Could you copy every line of the listing below verbatim, from start to finish?
--- Start ---
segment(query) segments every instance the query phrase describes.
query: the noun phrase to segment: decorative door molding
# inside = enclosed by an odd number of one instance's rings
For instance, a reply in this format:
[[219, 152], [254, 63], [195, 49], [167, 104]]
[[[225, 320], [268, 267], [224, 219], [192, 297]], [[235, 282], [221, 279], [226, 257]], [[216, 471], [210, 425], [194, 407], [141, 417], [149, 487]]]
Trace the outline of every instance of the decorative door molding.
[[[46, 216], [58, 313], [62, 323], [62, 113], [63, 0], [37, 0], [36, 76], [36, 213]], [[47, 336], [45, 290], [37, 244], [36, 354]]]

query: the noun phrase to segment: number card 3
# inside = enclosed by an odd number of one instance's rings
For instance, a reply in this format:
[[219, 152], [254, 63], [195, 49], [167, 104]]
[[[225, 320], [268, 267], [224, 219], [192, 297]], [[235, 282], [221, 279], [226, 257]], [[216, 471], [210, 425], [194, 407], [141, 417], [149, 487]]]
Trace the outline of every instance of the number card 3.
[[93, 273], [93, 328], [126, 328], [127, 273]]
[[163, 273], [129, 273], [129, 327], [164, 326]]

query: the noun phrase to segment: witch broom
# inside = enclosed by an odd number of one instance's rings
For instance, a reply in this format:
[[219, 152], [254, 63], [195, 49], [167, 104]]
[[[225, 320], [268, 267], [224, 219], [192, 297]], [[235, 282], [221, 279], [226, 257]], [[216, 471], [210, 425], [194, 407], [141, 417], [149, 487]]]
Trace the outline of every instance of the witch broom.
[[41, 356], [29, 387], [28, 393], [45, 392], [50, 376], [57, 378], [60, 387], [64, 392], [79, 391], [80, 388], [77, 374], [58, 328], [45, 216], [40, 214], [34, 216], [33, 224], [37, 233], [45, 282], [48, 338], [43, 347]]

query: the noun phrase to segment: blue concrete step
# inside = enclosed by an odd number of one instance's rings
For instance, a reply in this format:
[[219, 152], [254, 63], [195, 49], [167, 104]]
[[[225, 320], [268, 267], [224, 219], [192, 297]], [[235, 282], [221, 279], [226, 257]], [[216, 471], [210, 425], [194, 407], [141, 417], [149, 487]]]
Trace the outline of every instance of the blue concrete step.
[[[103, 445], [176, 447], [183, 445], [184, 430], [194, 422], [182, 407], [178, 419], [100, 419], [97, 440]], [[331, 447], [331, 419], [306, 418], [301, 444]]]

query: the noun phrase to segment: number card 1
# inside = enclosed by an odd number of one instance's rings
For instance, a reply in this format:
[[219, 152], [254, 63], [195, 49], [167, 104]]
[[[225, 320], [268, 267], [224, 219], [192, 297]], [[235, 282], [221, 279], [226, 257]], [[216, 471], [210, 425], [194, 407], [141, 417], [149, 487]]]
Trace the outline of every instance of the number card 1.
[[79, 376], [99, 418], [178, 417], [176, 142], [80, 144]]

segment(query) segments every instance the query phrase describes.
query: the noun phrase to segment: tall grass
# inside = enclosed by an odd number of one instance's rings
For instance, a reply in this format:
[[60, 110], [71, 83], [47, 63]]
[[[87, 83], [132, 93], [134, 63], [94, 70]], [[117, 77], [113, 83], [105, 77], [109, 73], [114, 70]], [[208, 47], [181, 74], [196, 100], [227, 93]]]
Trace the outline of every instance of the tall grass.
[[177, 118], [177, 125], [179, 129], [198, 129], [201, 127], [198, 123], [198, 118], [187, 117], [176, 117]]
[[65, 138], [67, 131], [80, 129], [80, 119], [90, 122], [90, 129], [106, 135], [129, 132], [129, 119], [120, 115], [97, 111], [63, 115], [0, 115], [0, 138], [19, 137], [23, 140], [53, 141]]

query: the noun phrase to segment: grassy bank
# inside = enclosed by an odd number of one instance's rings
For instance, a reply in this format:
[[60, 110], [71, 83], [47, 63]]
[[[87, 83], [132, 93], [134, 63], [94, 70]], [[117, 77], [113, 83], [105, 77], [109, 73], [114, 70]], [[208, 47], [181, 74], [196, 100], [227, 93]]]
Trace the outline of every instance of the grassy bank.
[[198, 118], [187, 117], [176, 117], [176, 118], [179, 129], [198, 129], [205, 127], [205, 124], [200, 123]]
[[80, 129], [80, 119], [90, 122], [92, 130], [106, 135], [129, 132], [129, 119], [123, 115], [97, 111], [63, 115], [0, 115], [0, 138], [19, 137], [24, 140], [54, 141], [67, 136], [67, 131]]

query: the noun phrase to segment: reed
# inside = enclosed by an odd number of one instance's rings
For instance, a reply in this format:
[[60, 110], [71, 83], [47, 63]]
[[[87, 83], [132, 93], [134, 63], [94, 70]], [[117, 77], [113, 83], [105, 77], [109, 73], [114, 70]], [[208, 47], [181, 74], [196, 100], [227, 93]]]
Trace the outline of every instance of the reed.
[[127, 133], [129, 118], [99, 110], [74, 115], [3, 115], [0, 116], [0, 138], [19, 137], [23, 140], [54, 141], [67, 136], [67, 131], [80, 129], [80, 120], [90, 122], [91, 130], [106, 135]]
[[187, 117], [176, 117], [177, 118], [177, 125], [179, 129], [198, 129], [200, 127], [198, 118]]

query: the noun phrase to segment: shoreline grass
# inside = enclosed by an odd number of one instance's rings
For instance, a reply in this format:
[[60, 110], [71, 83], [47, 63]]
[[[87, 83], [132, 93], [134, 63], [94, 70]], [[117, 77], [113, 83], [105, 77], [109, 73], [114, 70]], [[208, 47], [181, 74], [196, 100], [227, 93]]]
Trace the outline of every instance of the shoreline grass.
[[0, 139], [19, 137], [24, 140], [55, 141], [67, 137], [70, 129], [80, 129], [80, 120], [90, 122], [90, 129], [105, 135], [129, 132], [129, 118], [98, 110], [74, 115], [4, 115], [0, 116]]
--- End ---
[CORRECT OUTPUT]
segment(query) segments every instance the query phrase describes.
query: the noun phrase to segment: decorative door molding
# inside = enclosed by an odd number of one instance's rings
For instance, a reply in this format:
[[219, 152], [254, 63], [195, 49], [167, 104]]
[[[225, 320], [268, 267], [224, 219], [192, 297]], [[235, 282], [221, 279], [226, 257]], [[216, 471], [210, 425], [194, 407], [141, 417], [149, 487]]]
Trace the outline of every instance of the decorative door molding.
[[[46, 216], [58, 313], [62, 323], [62, 113], [63, 0], [37, 0], [36, 76], [36, 213]], [[47, 336], [45, 290], [37, 244], [36, 354]]]

query: the noun phrase to segment: number card 3
# inside = enclosed by an odd number of one instance's rings
For instance, a reply in this format:
[[219, 152], [254, 63], [195, 49], [167, 104]]
[[[225, 320], [268, 267], [224, 219], [192, 297]], [[235, 282], [221, 279], [226, 257]], [[216, 471], [210, 425], [194, 407], [141, 417], [149, 487]]]
Trace the outline of every instance of the number card 3.
[[93, 273], [93, 328], [126, 328], [127, 273]]
[[163, 273], [129, 273], [129, 327], [164, 326]]

query: the noun phrase to segment: witch broom
# inside = enclosed by an odd number of one instance's rings
For instance, a reply in this format:
[[219, 152], [254, 63], [195, 49], [167, 104]]
[[[225, 320], [268, 267], [224, 219], [192, 297]], [[235, 282], [221, 279], [226, 257]], [[216, 471], [210, 425], [194, 407], [141, 417], [149, 487]]]
Trace the outline of every instance of the witch broom.
[[41, 356], [29, 387], [28, 393], [45, 392], [50, 376], [57, 378], [60, 387], [64, 392], [79, 391], [80, 388], [77, 374], [58, 328], [45, 216], [40, 214], [34, 216], [33, 224], [37, 233], [45, 282], [48, 338], [43, 347]]

query: the noun phrase to segment: blue concrete step
# inside = enclosed by an odd number of one instance's rings
For instance, a reply in this format:
[[219, 152], [254, 63], [195, 49], [167, 104]]
[[[225, 320], [268, 267], [224, 219], [192, 297]], [[235, 282], [221, 279], [226, 257]], [[216, 471], [210, 425], [194, 407], [141, 417], [149, 487]]]
Trace the outline of every instance of the blue concrete step.
[[[103, 445], [176, 447], [183, 445], [184, 430], [194, 422], [182, 407], [178, 419], [100, 419], [97, 440]], [[331, 447], [331, 419], [306, 418], [301, 444]]]

query: the noun phrase to segment: number card 1
# inside = enclosed by an odd number of one instance's rings
For instance, a reply in this format:
[[219, 152], [254, 63], [195, 49], [167, 104]]
[[[225, 320], [268, 267], [224, 219], [192, 297]], [[235, 282], [221, 279], [226, 257]], [[216, 471], [210, 425], [194, 407], [141, 417], [149, 487]]]
Trace the outline of every instance of the number card 1.
[[79, 376], [99, 418], [178, 417], [176, 142], [80, 144]]

segment(query) segments every instance the query phrase describes.
query: the noun phrase to segment: tall grass
# inside = enclosed by an odd number of one instance's rings
For instance, a reply in this format:
[[60, 110], [71, 83], [47, 63]]
[[[87, 83], [132, 93], [134, 63], [94, 70]], [[117, 77], [113, 83], [105, 77], [109, 73], [114, 70]], [[208, 47], [181, 74], [196, 100], [227, 93]]]
Trace the outline of every instance of the tall grass.
[[177, 118], [177, 125], [179, 129], [198, 129], [201, 127], [198, 123], [198, 118], [187, 117], [176, 117]]
[[65, 138], [67, 131], [80, 129], [80, 119], [90, 122], [90, 129], [106, 135], [129, 132], [129, 119], [120, 115], [97, 111], [63, 115], [0, 115], [0, 138], [19, 137], [23, 140], [53, 141]]

query: the noun phrase to segment: grassy bank
# inside = enclosed by an odd number of one instance's rings
For instance, a reply in this format:
[[60, 110], [71, 83], [47, 63]]
[[[87, 83], [132, 93], [134, 63], [94, 70]], [[117, 77], [113, 83], [105, 77], [109, 73], [114, 70]], [[208, 47], [181, 74], [196, 100], [227, 93]]]
Trace the outline of every instance of the grassy bank.
[[198, 118], [187, 117], [176, 117], [176, 118], [179, 129], [198, 129], [205, 127], [205, 124], [200, 123]]
[[80, 129], [80, 119], [90, 122], [92, 130], [106, 135], [129, 132], [129, 119], [123, 115], [97, 111], [63, 115], [0, 115], [0, 138], [19, 137], [24, 140], [54, 141], [67, 136], [67, 131]]

query: the noun phrase to segment: reed
# inside = enclosed by an odd number of one instance's rings
For instance, a reply in this format:
[[60, 110], [71, 83], [47, 63]]
[[[87, 83], [132, 93], [134, 63], [94, 70]], [[117, 77], [113, 83], [105, 77], [109, 73], [114, 70]], [[208, 47], [181, 74], [196, 100], [227, 93]]]
Trace the outline of every instance of the reed.
[[127, 133], [129, 118], [99, 110], [74, 115], [3, 115], [0, 116], [0, 138], [19, 137], [23, 140], [54, 141], [67, 136], [67, 131], [80, 129], [80, 120], [90, 122], [91, 130], [106, 135]]
[[187, 117], [176, 117], [177, 118], [177, 125], [179, 129], [198, 129], [200, 127], [198, 118]]

query: the noun phrase to segment: shoreline grass
# inside = enclosed by an odd number of one instance's rings
For instance, a reply in this format:
[[60, 110], [71, 83], [47, 63]]
[[[87, 83], [132, 93], [134, 63], [94, 70]], [[117, 77], [113, 83], [105, 77], [109, 73], [114, 70]], [[208, 47], [181, 74], [196, 100], [227, 93]]]
Trace the outline of every instance of the shoreline grass.
[[0, 139], [19, 137], [24, 140], [55, 141], [67, 137], [70, 129], [80, 129], [80, 120], [90, 122], [90, 129], [105, 135], [129, 132], [129, 118], [98, 110], [74, 115], [4, 115], [0, 116]]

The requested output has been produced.